__SHORT PROBLEM__:
Without omitting anything, return the records precisely as given.

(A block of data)
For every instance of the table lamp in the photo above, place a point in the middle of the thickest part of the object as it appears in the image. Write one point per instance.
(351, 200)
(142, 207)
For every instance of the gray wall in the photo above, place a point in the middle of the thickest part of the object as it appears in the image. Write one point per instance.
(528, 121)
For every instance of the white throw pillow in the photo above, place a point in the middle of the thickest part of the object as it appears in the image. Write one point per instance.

__RESULT__:
For every instance of the table lamp in the photo above, place a point in the middle of the thickest part of the object as it appears in the image. Write one point per instance.
(351, 200)
(142, 207)
For every instance of the gray wall in the photo above, place a point in the middle of the thickest part of the object as it appears in the image. Write one point per instance.
(528, 121)
For every instance of the white throw pillow in the photo above, place a point in the middle of the thickest part of the object as it appears in the image. Write one point per instance.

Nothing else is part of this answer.